• WHAT TO PRODUCE
Repeat the passage from the delivery robots article exactly, from the part that opens with the words containing "Shoppers arrange for" and closes with "area last fall.".

• READING PASSAGE
MILTON KEYNES, U.K.—Two years ago—before anyone had heard of COVID-19—a start-up called Starship Technologies deployed a fleet of rolling delivery robots in Milton Keynes (pop. 270,000), a city about 50 miles northwest of London.
As the New York Times reports, the short, six-wheeled robots ferried groceries and dinners to homes and offices. Then, when the pandemic hit, Starship shifted the fleet even further into grocery deliveries.
Milton Keynes resident Emma Maslin now buys from the corner store, minus human contact. “There’s no social interaction with a robot,” she said.
The proven convenience of the robots’ pandemic performance hints at what the machines could one day accomplish. Milton Keynes, with a vast network of bicycle paths, is perfectly suited to rolling robots. Demand for their services has grown, and some residents have spent days trying to schedule a delivery.
Robotic technology is rapidly improving and can help with deliveries, transportation, recycling and manufacturing. But there are still technical and logistical hurdles. For example, the robots in Milton Keynes can carry no more than two bags of groceries.
A pandemic may increase demand but does not change what you can deploy, said Elliot Katz of Phantom Auto, a start-up that helps companies remotely control autonomous vehicles when they encounter situations they can’t navigate on their own. “There is a limit to what a delivery bot can bring to a human,” he said. “But you have to start somewhere.”
Founded in 2014, Starship Technologies of San Francisco has deployed most of its robots on U.S. college campuses, including George Mason University in Fairfax, Virginia, and Northern Arizona University’s Flagstaff campus. Equipped with cameras, radar and sensors, the robots navigate by matching their surroundings to digital maps built by the company in each new location.
Shoppers arrange for deliveries through a smartphone app. They typically pay a British pound (about $1.20) for each delivery, but in Milton Keynes, Starship has raised the price to as much as £2 during the busiest times to encourage people to shop in off hours.
Though this may be the most extensive deployment of delivery robots in the world, others have popped up recently. In Christiansburg, Virginia, Paul and Susie Sensmeier arrange drugstore and bakery deliveries via flying drone. Wing, a subsidiary of Google’s parent company, Alphabet, began offering drone deliveries in the area last fall.
The Sensmeiers can order penne pasta, marinara sauce and toilet paper. But they can’t order prescription medicines via Wing. The drones are stocked at a Wing warehouse, not at a drugstore, and like the robots in Milton Keynes, the drones can carry only so much.
There are other limitations too, including the fact that sidewalk robots and flying drones require human help. Starship and similar companies must monitor the progress of each robot from afar, and if anything goes wrong, remote operators take over. With social distancing, that has become more difficult. Remote operators who once worked in call centers have moved into their homes.
Katz’s company, Phantom Auto, is helping companies make the transition. “This is a very, very difficult problem to solve,” Katz said. “We are in the autonomy-doesn’t-quite-work-yet business.”
Still, companies like Wing and Starship hope they can expand their services and refine their skills. Starship recently started a service in Chevy Chase, Maryland, not far from Washington, D.C.

• PROVIDED RECORDS
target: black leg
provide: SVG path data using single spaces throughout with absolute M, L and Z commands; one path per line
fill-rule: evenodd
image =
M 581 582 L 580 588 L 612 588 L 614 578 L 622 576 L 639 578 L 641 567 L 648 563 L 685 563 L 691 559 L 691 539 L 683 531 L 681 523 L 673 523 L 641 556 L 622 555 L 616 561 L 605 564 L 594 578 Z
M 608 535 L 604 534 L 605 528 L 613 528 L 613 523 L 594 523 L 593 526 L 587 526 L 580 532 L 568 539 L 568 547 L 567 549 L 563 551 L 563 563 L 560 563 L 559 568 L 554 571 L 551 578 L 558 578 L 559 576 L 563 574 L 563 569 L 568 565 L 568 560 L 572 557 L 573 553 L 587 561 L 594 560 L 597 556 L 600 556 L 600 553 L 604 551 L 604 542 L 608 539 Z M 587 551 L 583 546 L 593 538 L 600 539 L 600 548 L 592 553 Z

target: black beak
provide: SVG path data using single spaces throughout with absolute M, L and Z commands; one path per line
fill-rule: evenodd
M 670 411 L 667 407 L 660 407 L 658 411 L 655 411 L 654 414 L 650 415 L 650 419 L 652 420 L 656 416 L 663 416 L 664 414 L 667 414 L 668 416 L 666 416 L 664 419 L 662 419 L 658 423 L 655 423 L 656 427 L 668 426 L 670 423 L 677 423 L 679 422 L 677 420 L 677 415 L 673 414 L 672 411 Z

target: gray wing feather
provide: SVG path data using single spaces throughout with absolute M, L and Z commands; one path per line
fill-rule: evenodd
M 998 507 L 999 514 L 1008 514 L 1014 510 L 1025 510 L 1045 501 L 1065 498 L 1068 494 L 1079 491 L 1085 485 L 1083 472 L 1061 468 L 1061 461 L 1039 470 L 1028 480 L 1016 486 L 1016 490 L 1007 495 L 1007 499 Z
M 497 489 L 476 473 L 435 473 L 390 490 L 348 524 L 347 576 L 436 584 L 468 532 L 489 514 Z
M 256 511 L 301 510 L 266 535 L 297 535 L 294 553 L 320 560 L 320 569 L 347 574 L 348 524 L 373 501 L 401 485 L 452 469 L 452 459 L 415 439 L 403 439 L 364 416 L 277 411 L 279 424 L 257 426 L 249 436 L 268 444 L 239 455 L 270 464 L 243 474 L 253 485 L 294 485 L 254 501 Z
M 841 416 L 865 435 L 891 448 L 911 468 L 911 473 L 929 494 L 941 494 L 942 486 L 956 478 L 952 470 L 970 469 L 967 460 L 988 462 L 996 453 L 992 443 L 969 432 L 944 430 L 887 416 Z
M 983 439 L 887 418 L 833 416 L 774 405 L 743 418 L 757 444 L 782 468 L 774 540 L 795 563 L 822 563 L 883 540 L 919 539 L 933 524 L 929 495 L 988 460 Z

• RESPONSE
Shoppers arrange for deliveries through a smartphone app. They typically pay a British pound (about $1.20) for each delivery, but in Milton Keynes, Starship has raised the price to as much as £2 during the busiest times to encourage people to shop in off hours.
Though this may be the most extensive deployment of delivery robots in the world, others have popped up recently. In Christiansburg, Virginia, Paul and Susie Sensmeier arrange drugstore and bakery deliveries via flying drone. Wing, a subsidiary of Google’s parent company, Alphabet, began offering drone deliveries in the area last fall.